>> start

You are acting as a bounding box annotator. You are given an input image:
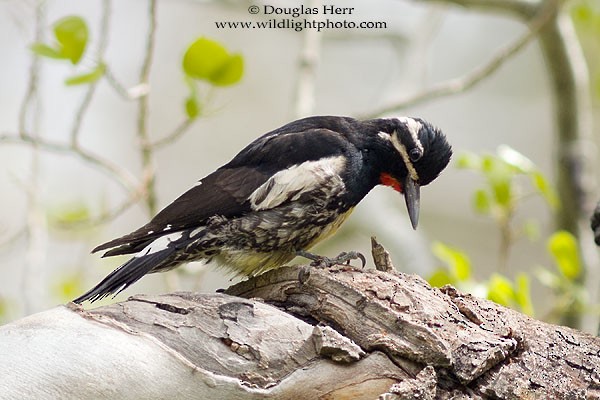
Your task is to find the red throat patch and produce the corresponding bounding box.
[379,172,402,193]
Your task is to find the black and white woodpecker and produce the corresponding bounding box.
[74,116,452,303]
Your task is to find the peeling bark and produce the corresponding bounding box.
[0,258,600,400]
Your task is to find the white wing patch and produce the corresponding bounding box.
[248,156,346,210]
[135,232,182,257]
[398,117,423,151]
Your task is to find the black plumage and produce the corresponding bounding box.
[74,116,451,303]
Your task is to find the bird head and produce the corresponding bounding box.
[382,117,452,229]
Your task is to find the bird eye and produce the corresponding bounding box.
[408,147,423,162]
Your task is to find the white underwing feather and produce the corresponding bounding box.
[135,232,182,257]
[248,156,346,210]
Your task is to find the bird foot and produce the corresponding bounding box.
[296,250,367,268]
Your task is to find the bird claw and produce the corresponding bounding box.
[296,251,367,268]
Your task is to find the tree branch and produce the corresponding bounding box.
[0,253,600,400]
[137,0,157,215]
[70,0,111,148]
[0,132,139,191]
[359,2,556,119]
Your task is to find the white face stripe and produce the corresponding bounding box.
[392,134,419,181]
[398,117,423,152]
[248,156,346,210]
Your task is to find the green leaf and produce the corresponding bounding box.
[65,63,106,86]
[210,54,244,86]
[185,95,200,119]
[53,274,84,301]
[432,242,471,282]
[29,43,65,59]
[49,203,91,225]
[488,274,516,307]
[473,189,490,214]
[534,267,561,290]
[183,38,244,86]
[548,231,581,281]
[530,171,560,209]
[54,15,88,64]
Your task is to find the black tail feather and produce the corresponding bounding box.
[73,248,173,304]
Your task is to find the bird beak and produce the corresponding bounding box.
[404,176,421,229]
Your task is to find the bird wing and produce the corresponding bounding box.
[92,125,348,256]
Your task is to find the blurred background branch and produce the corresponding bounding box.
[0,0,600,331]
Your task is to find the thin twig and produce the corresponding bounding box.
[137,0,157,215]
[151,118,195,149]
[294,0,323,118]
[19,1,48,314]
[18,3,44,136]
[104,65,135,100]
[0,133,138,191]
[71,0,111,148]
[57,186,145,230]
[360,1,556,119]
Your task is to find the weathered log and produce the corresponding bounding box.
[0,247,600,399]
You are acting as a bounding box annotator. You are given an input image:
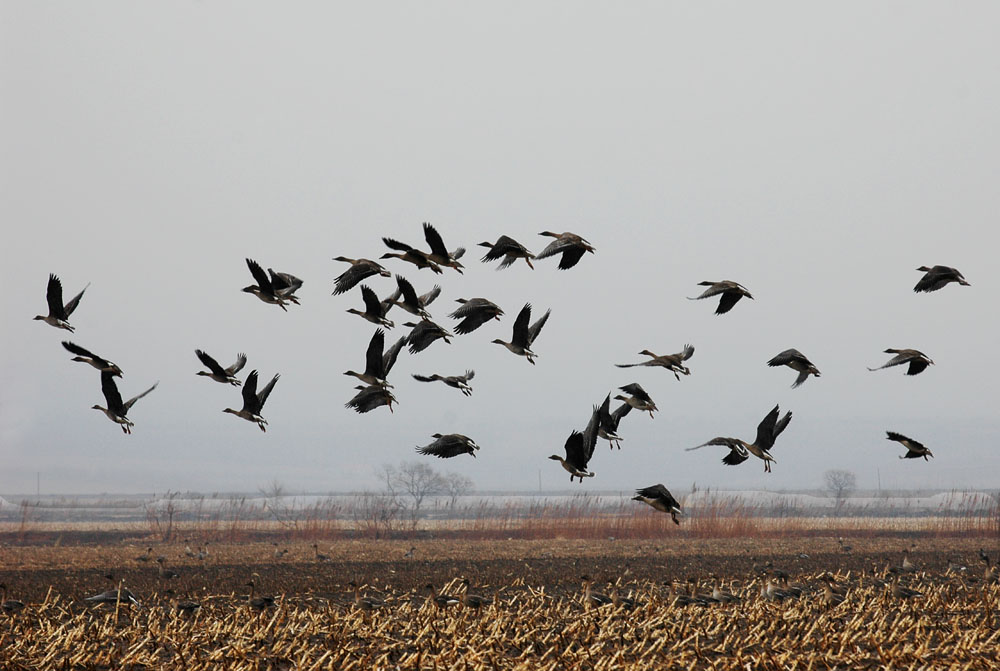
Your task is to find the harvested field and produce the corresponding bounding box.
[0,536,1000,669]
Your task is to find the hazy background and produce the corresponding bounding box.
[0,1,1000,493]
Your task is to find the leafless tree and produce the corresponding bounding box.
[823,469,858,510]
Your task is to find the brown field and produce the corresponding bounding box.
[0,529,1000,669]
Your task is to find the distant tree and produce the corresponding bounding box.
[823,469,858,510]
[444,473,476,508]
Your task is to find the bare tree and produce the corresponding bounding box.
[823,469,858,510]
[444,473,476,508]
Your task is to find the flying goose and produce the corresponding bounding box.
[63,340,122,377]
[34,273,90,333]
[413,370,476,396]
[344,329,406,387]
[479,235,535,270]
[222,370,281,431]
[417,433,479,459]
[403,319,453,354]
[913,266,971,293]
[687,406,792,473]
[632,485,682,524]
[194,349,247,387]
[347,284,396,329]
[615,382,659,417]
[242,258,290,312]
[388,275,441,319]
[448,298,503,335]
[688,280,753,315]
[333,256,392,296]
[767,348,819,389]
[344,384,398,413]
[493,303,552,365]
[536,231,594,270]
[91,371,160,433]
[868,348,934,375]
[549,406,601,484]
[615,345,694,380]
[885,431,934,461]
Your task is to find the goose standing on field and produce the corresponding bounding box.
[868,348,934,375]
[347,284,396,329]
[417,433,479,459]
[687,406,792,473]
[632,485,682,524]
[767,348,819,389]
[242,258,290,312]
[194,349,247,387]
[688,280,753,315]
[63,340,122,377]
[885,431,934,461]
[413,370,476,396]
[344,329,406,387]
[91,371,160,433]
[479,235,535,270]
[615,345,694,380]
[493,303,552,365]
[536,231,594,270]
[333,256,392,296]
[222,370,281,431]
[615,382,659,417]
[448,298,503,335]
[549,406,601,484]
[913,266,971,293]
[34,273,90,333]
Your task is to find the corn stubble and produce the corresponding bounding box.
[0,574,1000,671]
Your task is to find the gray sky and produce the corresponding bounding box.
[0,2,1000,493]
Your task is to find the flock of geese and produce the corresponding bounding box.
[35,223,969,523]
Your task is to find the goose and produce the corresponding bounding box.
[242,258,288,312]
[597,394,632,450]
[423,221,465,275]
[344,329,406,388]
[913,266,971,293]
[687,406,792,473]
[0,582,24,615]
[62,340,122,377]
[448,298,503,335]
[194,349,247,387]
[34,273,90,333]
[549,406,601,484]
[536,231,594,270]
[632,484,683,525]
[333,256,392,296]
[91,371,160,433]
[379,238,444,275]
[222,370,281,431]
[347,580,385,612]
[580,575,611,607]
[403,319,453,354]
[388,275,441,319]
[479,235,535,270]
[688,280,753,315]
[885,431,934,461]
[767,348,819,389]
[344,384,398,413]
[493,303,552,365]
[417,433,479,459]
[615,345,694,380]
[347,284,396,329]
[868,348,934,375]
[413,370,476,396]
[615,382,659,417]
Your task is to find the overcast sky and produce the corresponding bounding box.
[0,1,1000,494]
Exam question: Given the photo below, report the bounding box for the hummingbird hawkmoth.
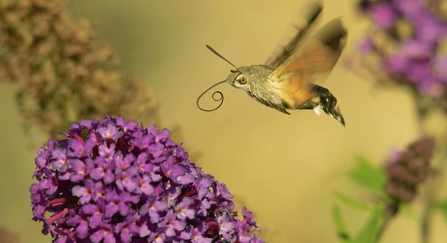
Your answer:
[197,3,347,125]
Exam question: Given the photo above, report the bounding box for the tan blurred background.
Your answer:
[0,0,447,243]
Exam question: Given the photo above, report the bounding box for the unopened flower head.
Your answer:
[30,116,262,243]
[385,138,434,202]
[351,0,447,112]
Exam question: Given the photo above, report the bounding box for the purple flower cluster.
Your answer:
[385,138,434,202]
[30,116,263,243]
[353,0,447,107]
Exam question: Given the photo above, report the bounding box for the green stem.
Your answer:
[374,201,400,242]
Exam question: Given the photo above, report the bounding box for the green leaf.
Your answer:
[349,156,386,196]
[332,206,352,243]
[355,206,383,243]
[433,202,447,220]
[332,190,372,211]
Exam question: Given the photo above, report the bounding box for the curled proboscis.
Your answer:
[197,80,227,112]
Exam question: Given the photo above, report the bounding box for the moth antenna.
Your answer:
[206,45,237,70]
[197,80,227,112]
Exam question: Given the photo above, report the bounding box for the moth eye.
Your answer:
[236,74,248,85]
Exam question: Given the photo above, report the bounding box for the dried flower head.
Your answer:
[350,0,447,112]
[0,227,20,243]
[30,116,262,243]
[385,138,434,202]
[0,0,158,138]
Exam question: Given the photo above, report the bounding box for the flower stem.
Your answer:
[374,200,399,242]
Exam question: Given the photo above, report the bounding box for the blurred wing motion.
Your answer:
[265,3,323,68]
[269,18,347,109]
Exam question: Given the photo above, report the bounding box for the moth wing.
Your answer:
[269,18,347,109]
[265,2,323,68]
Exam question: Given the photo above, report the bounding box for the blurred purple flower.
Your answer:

>> end

== PROBLEM TO WORK ON ==
Reproduce the part of the records that opens with the line containing "Your task is to find the flying" and closes with the line containing "[0,2,1000,493]", both lines included, leaving the requests unchanged and multiplying every bounding box coordinate in the answers by 1.4, rounded to whole numbers with halves rounded up. Give only that part.

== SOLUTION TO THIS TASK ==
Your task is to find the flying goose and produce the corresponding bounding box.
[88,476,171,528]
[48,382,126,466]
[578,518,666,554]
[482,461,568,542]
[671,329,749,378]
[311,518,393,603]
[584,606,671,643]
[564,447,634,496]
[1278,372,1359,410]
[962,568,1109,662]
[885,679,955,734]
[272,489,346,542]
[486,398,554,461]
[861,535,923,584]
[339,361,406,437]
[543,385,617,447]
[627,417,704,469]
[963,392,1054,441]
[466,358,549,414]
[1074,487,1147,545]
[482,538,557,578]
[690,424,773,511]
[750,323,832,378]
[127,519,224,606]
[1215,487,1308,525]
[769,568,841,678]
[861,483,972,532]
[1239,603,1308,645]
Your task is to find the goose standing on field and produce the corresponding bounding box.
[1215,487,1308,525]
[486,398,554,461]
[584,606,671,643]
[962,568,1109,662]
[885,679,955,734]
[1074,487,1147,545]
[339,361,406,437]
[272,489,346,542]
[963,392,1054,441]
[88,476,171,528]
[1239,603,1308,645]
[578,518,666,554]
[482,461,568,542]
[127,519,224,606]
[671,329,749,378]
[861,483,972,532]
[690,424,773,511]
[750,323,832,378]
[466,358,549,414]
[311,518,393,603]
[861,535,923,584]
[627,417,704,469]
[769,568,841,678]
[1278,372,1359,410]
[48,382,126,466]
Your task is to find the corn stubble and produce the corresponding bounding box.
[0,804,1400,939]
Your task is to find the gray sky and produce the corresponding bounding box.
[0,3,1400,690]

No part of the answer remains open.